Written problem. Copy the items word for word, from the line with "task | put a marker on each instance of the distant" to the line with "x=653, y=706", including both of those lines.
**** Records supplied
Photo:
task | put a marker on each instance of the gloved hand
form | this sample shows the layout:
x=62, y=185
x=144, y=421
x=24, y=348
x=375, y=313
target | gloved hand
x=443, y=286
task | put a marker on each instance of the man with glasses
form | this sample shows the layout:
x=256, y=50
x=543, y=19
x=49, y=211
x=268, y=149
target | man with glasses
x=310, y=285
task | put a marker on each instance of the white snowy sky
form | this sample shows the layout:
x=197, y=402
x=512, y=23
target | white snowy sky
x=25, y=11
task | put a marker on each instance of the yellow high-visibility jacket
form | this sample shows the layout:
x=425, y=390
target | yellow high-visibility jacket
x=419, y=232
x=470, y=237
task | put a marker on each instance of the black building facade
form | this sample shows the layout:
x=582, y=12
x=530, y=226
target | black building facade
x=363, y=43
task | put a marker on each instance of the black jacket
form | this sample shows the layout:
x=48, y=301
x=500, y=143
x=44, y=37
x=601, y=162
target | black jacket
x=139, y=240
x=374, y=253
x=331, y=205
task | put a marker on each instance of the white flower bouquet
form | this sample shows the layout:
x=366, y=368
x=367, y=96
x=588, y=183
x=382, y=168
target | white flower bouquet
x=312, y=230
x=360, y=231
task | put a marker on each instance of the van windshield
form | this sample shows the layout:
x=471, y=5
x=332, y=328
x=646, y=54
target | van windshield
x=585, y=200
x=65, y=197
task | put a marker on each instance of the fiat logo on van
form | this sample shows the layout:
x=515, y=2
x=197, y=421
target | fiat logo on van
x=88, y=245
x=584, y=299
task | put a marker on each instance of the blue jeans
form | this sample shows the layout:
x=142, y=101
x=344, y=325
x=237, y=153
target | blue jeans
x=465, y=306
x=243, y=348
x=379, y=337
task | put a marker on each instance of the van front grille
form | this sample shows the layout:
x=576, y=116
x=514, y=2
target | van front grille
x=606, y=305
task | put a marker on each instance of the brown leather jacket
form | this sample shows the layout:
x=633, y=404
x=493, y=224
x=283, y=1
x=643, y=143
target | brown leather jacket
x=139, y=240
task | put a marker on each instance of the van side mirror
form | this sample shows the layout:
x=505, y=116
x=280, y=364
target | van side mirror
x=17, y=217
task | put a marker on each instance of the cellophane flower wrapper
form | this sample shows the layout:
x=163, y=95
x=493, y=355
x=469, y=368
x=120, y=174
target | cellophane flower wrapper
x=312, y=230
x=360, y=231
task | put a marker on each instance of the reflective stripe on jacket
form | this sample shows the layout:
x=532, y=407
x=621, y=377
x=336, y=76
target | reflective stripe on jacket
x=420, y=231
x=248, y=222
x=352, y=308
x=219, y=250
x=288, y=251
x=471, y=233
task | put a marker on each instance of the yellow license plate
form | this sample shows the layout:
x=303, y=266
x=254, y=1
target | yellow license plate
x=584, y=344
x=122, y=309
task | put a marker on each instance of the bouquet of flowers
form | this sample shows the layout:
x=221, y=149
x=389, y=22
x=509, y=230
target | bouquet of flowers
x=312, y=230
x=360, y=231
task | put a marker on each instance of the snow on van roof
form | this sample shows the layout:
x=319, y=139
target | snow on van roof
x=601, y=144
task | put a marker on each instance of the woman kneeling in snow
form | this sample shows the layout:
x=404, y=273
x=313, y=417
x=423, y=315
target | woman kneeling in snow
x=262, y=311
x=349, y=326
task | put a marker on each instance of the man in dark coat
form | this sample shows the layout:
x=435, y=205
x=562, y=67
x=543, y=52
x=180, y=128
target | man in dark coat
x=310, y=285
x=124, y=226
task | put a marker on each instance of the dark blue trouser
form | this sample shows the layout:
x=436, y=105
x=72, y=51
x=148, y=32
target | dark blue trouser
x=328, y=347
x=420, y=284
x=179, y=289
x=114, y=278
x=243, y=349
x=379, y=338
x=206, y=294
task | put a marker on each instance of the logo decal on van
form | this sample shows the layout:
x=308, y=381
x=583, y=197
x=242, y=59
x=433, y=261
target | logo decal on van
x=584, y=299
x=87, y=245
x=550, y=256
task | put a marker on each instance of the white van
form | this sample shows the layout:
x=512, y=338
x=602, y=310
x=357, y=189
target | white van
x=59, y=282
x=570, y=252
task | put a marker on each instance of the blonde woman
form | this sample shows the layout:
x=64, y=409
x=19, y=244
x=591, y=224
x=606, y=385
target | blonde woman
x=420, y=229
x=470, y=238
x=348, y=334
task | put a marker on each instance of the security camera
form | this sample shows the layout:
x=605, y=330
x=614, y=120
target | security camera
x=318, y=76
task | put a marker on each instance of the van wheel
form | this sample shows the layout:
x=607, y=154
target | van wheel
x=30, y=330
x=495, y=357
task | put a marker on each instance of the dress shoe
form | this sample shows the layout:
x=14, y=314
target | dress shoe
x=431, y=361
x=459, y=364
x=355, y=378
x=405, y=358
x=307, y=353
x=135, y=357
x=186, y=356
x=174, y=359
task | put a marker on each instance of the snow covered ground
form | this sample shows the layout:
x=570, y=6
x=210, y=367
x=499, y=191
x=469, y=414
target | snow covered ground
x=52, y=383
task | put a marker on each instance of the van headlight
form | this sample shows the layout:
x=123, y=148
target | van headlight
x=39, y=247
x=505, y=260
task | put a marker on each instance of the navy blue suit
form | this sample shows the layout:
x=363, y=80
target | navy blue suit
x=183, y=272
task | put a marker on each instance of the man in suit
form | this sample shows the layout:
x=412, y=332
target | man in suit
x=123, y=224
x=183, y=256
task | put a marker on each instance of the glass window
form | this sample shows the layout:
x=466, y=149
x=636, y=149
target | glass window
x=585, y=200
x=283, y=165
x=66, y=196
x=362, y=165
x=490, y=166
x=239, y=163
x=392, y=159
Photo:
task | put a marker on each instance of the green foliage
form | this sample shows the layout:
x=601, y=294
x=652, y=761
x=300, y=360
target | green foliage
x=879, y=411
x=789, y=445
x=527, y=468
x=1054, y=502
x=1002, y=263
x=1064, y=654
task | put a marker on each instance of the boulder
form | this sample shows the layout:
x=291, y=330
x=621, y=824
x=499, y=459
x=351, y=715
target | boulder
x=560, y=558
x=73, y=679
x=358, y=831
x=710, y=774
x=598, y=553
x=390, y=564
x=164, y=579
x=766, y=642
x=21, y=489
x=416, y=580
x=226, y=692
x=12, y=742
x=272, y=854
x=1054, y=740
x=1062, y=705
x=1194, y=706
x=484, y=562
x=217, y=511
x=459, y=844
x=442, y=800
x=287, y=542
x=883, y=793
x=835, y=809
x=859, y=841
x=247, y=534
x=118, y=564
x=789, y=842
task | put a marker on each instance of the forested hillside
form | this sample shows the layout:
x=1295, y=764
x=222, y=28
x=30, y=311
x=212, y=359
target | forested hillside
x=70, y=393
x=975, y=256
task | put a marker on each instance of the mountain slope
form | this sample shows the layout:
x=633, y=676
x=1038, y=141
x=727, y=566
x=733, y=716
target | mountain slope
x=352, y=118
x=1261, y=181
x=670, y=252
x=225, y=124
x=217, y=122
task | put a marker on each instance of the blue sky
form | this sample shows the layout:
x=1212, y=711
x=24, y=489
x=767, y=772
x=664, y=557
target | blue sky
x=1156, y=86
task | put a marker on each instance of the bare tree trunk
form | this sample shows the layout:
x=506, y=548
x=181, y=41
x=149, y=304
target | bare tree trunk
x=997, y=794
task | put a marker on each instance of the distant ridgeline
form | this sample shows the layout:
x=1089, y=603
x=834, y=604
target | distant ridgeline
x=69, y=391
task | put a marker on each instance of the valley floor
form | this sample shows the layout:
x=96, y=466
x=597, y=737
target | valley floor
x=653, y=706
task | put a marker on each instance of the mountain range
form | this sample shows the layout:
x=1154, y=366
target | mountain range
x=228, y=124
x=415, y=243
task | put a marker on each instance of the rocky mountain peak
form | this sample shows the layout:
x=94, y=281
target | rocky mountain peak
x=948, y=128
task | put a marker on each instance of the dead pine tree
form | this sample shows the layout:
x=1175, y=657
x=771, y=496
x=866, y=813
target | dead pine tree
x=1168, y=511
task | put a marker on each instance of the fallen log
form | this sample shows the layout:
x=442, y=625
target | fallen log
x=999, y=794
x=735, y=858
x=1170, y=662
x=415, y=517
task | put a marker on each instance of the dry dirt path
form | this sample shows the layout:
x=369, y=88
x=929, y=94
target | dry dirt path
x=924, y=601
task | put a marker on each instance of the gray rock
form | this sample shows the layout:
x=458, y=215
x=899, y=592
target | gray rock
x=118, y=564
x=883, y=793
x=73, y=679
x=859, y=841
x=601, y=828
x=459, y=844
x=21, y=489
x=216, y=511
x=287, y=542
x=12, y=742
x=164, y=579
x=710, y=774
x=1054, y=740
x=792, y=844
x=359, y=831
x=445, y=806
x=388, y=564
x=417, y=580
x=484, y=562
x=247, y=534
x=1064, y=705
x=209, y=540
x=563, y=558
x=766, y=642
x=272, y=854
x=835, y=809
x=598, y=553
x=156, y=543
********
Complete answer.
task | put a marker on each instance of the distant ridgeline
form | this sample shows the layout:
x=1089, y=603
x=834, y=604
target | distant ridgeline
x=69, y=391
task | put a marker on each instance of the valley floor
form | this sample shows the layout:
x=96, y=466
x=597, y=737
target | valley floor
x=653, y=706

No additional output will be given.